### Task directions
Carry on the write-up below about GOTO and GOSUB timing, picking up right after its last sentence.

— START Page text —

He did benchmark a simple GOTO/GOTO setup and a simple GOSUB/RETURN setup to determine whether GOTO/GOTO or GOSUB/RETURN was, in fact, faster. His result showed the GOSUB/RETURN was faster than GOTO/GOTO. This is expected because there is only one line number search in the GOSUB/RETURN case while the GOTO/GOTO case has two, one of which must start at the beginning of the program because at least one has to jump backwards. He did some additional tinkering to determine that the size of the program affects the line number lookup time which is expected based on the internals described above. His result showed the GOTO/GOTO was about 7% slower than GOSUB/RETURN.

He also discovered that ON…GOTO and ON…GOSUB were markedly slower than plain GOTO/GOSUB by testing variants using “ON 1” with a single destination line number. This would be exactly equivalent to a plain GOTO or GOSUB as far as execution result goes. That these variants were markedly slower makes sense when you think about it because the ON variant has to evaluate an expression to determine which of the destination line number options to use. He was surprised to find no actual difference between ON…GOTO and ON…GOSUB in this test, though. His tests were using 1000 iterations using a 60Hz timer. A measurable difference might appear using a larger iteration count. However, that doesn’t explain why there is no measurable difference between GOSUB and GOTO in this case when in the base case, the difference was measurable at 7%.

Let’s consider what is going on. In the ON case, the following steps occur. First, an expression is evaluated. Then a check for GOTO or GOSUB is performed. Then the line number options are skipped until there are no more or the correct one is found. Then control is transferred to the base GOTO/GOSUB code. What is likely happening is that the cost of expression evaluation is swamping all other variables in this particular situation.

Because that seemed odd, I tried the same benchmarks. I got some variation between runs of the same benchmark. Taking rough averages of the results across multiple runs, I found that bare GOTO/GOTO was about 6% slower than bare GOSUB. I also found no difference between the “ON 1” variants. This was using mess to run the benchmarks so some of the variation between runs probably came from there. However, it does seem to confirm Allen’s results.

— END Page text —
— START Dataset extract —

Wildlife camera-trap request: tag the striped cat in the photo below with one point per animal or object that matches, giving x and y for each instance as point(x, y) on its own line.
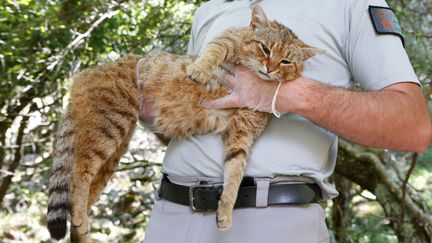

— END Dataset extract —

### Result below
So what does this tell us about the overhead of GOSUB/RETURN vs GOTO/GOTO? I think it tells us that in a trivial program, the overheads are not significantly different between RETURN followed by a “skip to the end of the statement” compared to a “look up a line number and transfer control directly” operation. I think you will find that the actual cost in instructions executed is relatively close in the case of a fairly trivial program. For a much larger program, I would expect the GOSUB/RETURN scenario to be better.

Allen also tested the results with more representative program structure (like those in the examples above) and with some extra lines. His result was that the GOTO/GOTO situation depends on factors like program size while the GOSUB/RETURN is less impacted by that. Based on the internals described above, that would be the expected result.

So far, this only examines the case where additional processing is going to occur after the INKEY check. In the case where the INKEY check is simply going to run until a key is pressed, the key handler is dispatched, and then the INKEY loop is restarted will always be somewhat faster using the GOTO/GOTO method even though optimizing that case is pretty pointless. This simply must be the case because you must always jump back to the start of the INKEY loop, regardless what happens as a result. If you are using GOSUB/RETURN, then there must be a RETURN statement prior to that necessary GOTO. If, instead, you simply use GOTO directly, you can skip all the stack manipulation. Either way, the GOTO has to start from the beginning of the program and will be going to the same destination. That means it will take the same length of time to execute that GOTO regardless of its proximity to its destination.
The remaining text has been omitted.